Exercise requirements: Output the data below in full, character for character.
--- Start of Input ---
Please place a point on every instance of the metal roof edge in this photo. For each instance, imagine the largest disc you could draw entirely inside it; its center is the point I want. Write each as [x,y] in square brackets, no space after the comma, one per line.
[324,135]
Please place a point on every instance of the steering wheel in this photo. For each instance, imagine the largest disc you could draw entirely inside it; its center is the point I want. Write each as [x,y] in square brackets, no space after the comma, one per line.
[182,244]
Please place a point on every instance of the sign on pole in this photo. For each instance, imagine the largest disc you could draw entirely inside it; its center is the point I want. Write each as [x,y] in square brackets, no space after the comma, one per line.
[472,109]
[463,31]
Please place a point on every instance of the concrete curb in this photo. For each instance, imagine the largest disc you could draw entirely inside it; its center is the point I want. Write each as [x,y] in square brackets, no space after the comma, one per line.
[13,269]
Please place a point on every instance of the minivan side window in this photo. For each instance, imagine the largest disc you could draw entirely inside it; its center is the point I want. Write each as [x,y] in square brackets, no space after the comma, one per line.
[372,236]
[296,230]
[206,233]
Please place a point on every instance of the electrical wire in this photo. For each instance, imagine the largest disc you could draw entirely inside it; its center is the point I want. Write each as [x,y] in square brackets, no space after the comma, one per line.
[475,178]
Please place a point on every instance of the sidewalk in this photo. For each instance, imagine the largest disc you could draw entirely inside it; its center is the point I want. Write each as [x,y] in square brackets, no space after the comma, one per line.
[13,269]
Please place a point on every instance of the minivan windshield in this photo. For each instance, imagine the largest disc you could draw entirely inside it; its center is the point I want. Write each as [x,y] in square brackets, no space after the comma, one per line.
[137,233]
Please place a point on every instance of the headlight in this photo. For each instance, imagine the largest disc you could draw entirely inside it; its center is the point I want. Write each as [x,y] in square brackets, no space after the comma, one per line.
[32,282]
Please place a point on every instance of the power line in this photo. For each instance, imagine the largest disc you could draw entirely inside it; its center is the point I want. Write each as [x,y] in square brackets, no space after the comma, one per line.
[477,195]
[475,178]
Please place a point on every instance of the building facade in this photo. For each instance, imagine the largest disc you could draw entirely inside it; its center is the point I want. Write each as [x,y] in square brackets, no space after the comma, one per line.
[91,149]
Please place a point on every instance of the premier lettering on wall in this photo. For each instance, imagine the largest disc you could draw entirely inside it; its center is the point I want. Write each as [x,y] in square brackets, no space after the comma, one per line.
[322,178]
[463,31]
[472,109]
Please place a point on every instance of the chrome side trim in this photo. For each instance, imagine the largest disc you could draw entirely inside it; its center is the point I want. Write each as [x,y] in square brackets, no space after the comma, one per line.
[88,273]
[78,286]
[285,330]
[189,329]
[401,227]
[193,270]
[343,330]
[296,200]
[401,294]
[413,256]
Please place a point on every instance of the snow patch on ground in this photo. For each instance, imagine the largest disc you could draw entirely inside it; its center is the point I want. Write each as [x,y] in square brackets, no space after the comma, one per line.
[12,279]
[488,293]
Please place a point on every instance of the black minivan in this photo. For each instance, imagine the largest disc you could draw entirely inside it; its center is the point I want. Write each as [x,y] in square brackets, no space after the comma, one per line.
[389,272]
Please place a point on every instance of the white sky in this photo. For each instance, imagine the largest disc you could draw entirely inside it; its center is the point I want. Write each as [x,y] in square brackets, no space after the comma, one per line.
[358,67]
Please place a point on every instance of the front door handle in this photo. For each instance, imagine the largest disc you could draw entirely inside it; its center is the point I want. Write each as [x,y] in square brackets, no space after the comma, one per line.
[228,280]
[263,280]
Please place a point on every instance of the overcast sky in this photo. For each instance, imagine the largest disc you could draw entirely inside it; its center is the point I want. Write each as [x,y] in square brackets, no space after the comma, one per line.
--- End of Input ---
Output for this exercise:
Please place a point on every instance of the metal roof edge in this photo. For each instance, imagine the largest disc you could draw entirely inside it; its center is the point I want. Write each as [x,y] in square brackets, no space after the comma, one per line.
[324,135]
Please place a point on every instance of the steering wheel in this photo. For each instance, imagine the largest disc you could draw entirely inside it; its center is the point I want. Write each as [x,y] in square brackets, no space after the comma, one per line.
[182,244]
Please place a point on every instance of the sign on pole in this photo. For each instance, imagine the largest disc you could draw entirely inside it; its center is the point I want. Write each as [x,y] in square brackets, no space after the comma, one per line.
[472,109]
[463,31]
Please place a point on every instance of the concrete curb in this photo. For each instance, imagine the largest disc you could draw entirely inside it; its center is the point I want. Write each as [x,y] in square brackets, no space after the comma, one per line.
[13,269]
Please place a point on every instance of the minivan side window in this photo. For each instance, imagine the largest disc you could draw entirely inside it; its center is the point I want. Write each as [x,y] in square brackets, no space after the comma, one per line.
[372,236]
[296,230]
[206,233]
Please place a point on every instance of the electrical wire in this photo. For each instance, imagine the largest disc you could draw entirely inside it; its center is the point I want. Write each as [x,y] in square brackets, no space after the comma, one per line.
[475,178]
Please place a point on every instance of the sidewalk in this photo. For each instance, imagine the largest disc you could draw entirely inside it; its center is the point I want. Write each as [x,y] in square brackets, no space after the comma, one per line.
[13,269]
Please place a point on every instance of the minivan windshield in this photo. For each instance, imagine the largest disc you could draw entirely inside it; its center is the point I want. Write each as [x,y] in square brackets, no space after the comma, one per line.
[137,233]
Please place a point on every instance of the headlight in this photo. For each instance, imagine the largest disc you could draw entirely inside it; its center is the point I want. Write each as [x,y] in square brackets, no space after the comma, one per line.
[32,282]
Please place a point on every instance of the power line in this photo. For each instance, imagine the largest disc you could draw entirely inside it; its center is the point I want. Write each as [x,y] in square brackets, no space after the comma, one per line.
[477,195]
[475,178]
Please place a point on every instance of the building facade in this photo. For each instance, imagine the largest disc you could draw entirely inside it; its center is the point I want. Write each as [x,y] in square brackets, no space after the comma, one per line.
[91,149]
Please place a point on every instance of the premier lettering on wall in this photo. For each instance, imagine the largest disc you could draw entirely inside it; its center is the point I want. Write each as [x,y] in square brackets, no space after the comma, one per line.
[322,178]
[463,31]
[472,109]
Please place a point on every instance of the chrome side trim in this photo. For each instance, imagine the largest disc you could draw entirely inside it; its center is the point I want. Write each as [x,y] in square brackets, no space after the comma, one per line.
[88,273]
[78,286]
[285,330]
[189,329]
[401,227]
[193,270]
[343,330]
[296,200]
[401,294]
[413,256]
Please place a point on every instance of the snow patch on ground in this photo. For each instance, imagine the largest disc you could draw entirely inside it; its center is the point I want. Write each as [x,y] in square brackets, no space after the comma, one per line.
[12,279]
[488,293]
Please place a point on every instance of the black minivan in this photo. For each instance, imagine the largest disc you could draw entirely inside it; its center is the point I want. Write each as [x,y] in square brackets, no space after the comma, one per line.
[389,272]
Please place a point on every instance of the white sky in this photo. For each instance, imagine the largest disc you could draw entirely inside it; its center is the point I want. Write each as [x,y] in square brackets, no space after the comma, one per line.
[358,67]
Please place a point on every instance of the front door handle in this photo. For each instance, imagine the largest disc you could draw entirely inside it; its center is the point I want. Write each as [x,y] in square brackets, no space after the comma, one per line.
[228,280]
[263,280]
Please place a point on every instance of the overcast sky in this photo. For each instance, imagine the largest disc you could draw entirely inside it; its center is the point I want. Write each as [x,y] in square brackets, no space after the comma, one per line.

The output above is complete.